__Work to complete__:
(a) Output the passage of the article on SaaS stocks and AI from "What to watch: Track" up to and including "replacing human seats.", word for word.
(b) Write the next part of the article on whether SaaS stocks can survive AI, starting right after its last sentence.

__Extracted text__:
---
Analysis
Can SaaS stocks survive AI?
AI
Leon Wilfan
Feb 10, 2026
20:00
Disruption snapshot
AI agents can now execute tasks across apps, not just assist. That breaks per-seat pricing and weakens workflow lock-in. SaaS shifts from selling interfaces to outcomes.
Winners: infrastructure, systems of record, security, compliance, and agent tooling. Losers: seat-based SaaS with shallow workflows, weak data moats, and UI-only value.
What to watch: Track SaaS revenue tied to seats versus automation outcomes. Watch headcount-based ARR declines, pricing model changes, and agent-led task completion replacing human seats.
For most of the last 15 years, the software business had a reliable trick.
Find a messy process that ran on spreadsheets and email. Turn it into a an SaaS app. Charge per person who logs in. Grow as the customer hires more people.
AI is breaking that trick.
This week’s software stock selloff wasn’t just “market drama.” It was investors reacting to a simple idea that’s getting harder to ignore. If AI can do the work, fewer humans need to touch the software. And if fewer humans touch the software, “pay per seat” stops compounding the way Wall Street expects.
Why the Anthropic moment rattled everyone?
The latest wave of anxiety was sparked by what companies like Anthropic are shipping, not just what they’re promising.
A chatbot that helps you write is an add-on. It makes existing tools nicer, but you still need the tool and the human.
What’s new is agent-style behavior. That means the AI doesn’t just answer questions. It can take steps. It can open a browser, click around, copy data from one place, paste it somewhere else, fill out forms, and finish a task that normally takes a person hopping between apps.
That difference sounds small. It isn’t.
Once an AI can operate software, it can also route around software. Many SaaS products are, at their core, a structured interface for moving information between systems and people. If an agent can do that movement, the interface becomes less important.
---
__Data section__:

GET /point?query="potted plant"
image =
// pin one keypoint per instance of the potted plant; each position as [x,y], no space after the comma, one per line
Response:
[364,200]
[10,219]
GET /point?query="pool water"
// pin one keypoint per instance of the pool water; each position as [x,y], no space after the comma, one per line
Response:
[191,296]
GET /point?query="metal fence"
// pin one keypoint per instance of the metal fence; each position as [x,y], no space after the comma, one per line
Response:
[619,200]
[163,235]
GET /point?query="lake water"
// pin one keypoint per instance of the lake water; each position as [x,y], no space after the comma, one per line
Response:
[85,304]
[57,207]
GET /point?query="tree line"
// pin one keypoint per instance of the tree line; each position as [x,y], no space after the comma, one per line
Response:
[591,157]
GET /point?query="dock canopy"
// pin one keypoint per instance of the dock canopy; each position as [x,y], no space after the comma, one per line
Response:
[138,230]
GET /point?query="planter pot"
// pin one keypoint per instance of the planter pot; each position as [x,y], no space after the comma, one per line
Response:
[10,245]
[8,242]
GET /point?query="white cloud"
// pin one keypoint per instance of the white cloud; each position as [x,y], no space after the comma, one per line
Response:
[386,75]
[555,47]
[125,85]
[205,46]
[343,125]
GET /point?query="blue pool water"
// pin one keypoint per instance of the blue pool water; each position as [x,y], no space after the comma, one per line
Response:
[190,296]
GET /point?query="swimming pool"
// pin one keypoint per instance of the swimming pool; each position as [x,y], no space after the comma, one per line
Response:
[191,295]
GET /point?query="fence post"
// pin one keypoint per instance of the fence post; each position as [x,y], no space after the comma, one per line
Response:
---
__Expected outputs__:
(a)
What to watch: Track SaaS revenue tied to seats versus automation outcomes. Watch headcount-based ARR declines, pricing model changes, and agent-led task completion replacing human seats.

(b)
That’s the reason the market response got sharp. Investors weren’t pricing in “AI features.” They were pricing in the possibility that parts of today’s software catalog become optional.
Stephen McBride predicted this will happen back in 2024.
The simple math Wall Street is worried about.
Public SaaS companies are valued on a story about predictable growth. Two assumptions sit under that story.
One, pricing rises with headcount. If a customer has 1,000 employees using your tool and grows to 1,500, revenue grows with it.
Two, workflows get sticky. Once your tool becomes the place work happens, switching is painful. That creates long customer lifetimes.
AI puts pressure on both.
Start with headcount pricing. If an agent can do the work of several people, the customer’s rational move is to buy automation and cut seats. Even if the company keeps the same number of employees, fewer of them may need to log into a given tool every day. That hits the “expand forever” model right where it’s most sensitive.
Now stickiness. Agents can act like translators between systems. If the AI can pull data from System A, update System B, then summarize the result in System C, the customer becomes less locked into any single interface. They can keep the underlying data sources but swap out the front-end workflow tool more easily.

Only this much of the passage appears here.